Do Blind People Have Better Hearing?

Do Blind People Have Better Hearing?
Some blind people develop surprising abilities when their brain reuses the visual cortex. (Africa Studio/Shutterstock)
12/17/2018
Updated:
12/17/2018

The sensation of sound occurs when the vibrations from sounds enter our ear and cause little hairlike structures—called hair cells—within our inner ear to move back and forth. The hair cells transform this movement into an electrical signal that the brain can use.

How well a person can hear largely depends on how intact these hair cells are. Once lost, they don’t grow back—and this is no different for blind people. So blind people can’t physically hear better than others.

Yet blind people often outperform sighted people in hearing tasks such as locating the source of sounds. The reason for this emerges when we look beyond the sensory organs, at what is happening with the brain, and how the sensory information is processed by it.
Perception occurs when the brain interprets signals that our sensory organs provide. Different parts of the brain respond to the information arriving from different sensory organs. There are areas that process visual information (the visual cortex) and areas that process sound information (the auditory cortex). But when a sense like vision is lost, the brain does something remarkable: it reorganizes the functions of these brain areas.
In blind people, the visual cortex gets a bit “bored” without visual input and starts to “rewire” itself, becoming more responsive to information from the other remaining senses. So blind people may have lost their vision, but this leaves a larger brain capacity for processing the information from other senses.
The visual cortex can rewire itself to respond to sounds or touch. Cliparea/Shutterstock
The visual cortex can rewire itself to respond to sounds or touch. Cliparea/Shutterstock
The extent of reorganization in the brain depends on when someone loses their sight. The brain can reorganize itself at any point in life, including adulthood. During childhood, however, the brain is more able to adapt to change. This is because during childhood the brain is still developing and the new organization of the brain does not have to compete with an existing one. As a result, people who have been blind from a very early age show a much greater level of reorganization in the brain.
**********
» **Problems and tasks**
[a] In the article on blind people's hearing, what are the structures in the inner ear that turn sound vibrations into an electrical signal called?
[b] Extend the article on blind people's hearing, picking up right after its final sentence.

» **Dataset items**
**********
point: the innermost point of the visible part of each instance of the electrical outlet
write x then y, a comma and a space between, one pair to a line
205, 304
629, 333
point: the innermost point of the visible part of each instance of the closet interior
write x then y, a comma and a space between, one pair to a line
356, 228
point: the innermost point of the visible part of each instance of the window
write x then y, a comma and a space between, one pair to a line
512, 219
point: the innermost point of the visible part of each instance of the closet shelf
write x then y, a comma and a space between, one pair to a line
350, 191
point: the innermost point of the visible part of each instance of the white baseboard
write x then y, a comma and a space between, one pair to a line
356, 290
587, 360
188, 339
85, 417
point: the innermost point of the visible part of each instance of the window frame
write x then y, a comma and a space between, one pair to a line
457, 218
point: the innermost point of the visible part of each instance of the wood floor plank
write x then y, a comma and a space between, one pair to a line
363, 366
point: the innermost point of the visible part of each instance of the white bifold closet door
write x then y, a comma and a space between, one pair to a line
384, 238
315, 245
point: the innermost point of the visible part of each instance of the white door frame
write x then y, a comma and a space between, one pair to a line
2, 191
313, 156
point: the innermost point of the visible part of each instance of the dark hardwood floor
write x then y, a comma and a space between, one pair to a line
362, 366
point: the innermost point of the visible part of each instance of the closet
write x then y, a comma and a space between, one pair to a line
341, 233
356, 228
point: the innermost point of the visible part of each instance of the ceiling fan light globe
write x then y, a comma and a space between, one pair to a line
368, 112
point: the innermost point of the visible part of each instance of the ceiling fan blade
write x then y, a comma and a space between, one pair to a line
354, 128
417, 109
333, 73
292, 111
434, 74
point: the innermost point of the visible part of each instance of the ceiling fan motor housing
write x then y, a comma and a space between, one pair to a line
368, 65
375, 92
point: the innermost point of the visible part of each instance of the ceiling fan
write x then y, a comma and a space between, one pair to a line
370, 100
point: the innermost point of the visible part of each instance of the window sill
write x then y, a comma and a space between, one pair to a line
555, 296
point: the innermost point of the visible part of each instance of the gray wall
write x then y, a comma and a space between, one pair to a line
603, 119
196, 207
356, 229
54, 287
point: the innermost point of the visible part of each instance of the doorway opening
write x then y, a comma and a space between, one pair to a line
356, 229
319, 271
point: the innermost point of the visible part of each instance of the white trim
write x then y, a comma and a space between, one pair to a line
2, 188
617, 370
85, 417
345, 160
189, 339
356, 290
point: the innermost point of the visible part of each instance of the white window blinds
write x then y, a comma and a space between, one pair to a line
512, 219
**********
» **Answers below**
[a] Hair cells.

[b]
People who become blind early in life tend to outperform sighted people, as well as those who became blind later in life, in hearing and touch perceptual tasks.

Echolocation

The reorganization in the brain also means that blind people are sometimes able to learn how to use their remaining senses in interesting ways. For example, some blind people learn to sense the location and size of objects around them using echolocation.
By producing clicks with their mouths and listening for the echoes, blind people can locate objects in their surroundings. This ability is tightly linked with the brain activity in the visual cortex. In fact, the visual cortex in blind echolocators responds to sound information in almost the same way as it does to visual information in the sighted. In other words, in blind echolocators, hearing has replaced vision in the brain to a very large extent.
But not every blind person is automatically an expert echolocator. Whether a blind person is able to develop a skill like echolocation depends on the time spent learning this task. Sighted people can learn this skill with enough training, but blind people will probably benefit from their reorganized brain being more tuned toward the remaining senses.

Blind people will also rely more on their remaining senses to do everyday tasks, which means that they train their remaining senses on a daily basis. The reorganized brain together with the greater experience in using their remaining senses are believed to be important factors in blind people having an edge over sighted people in hearing and touch.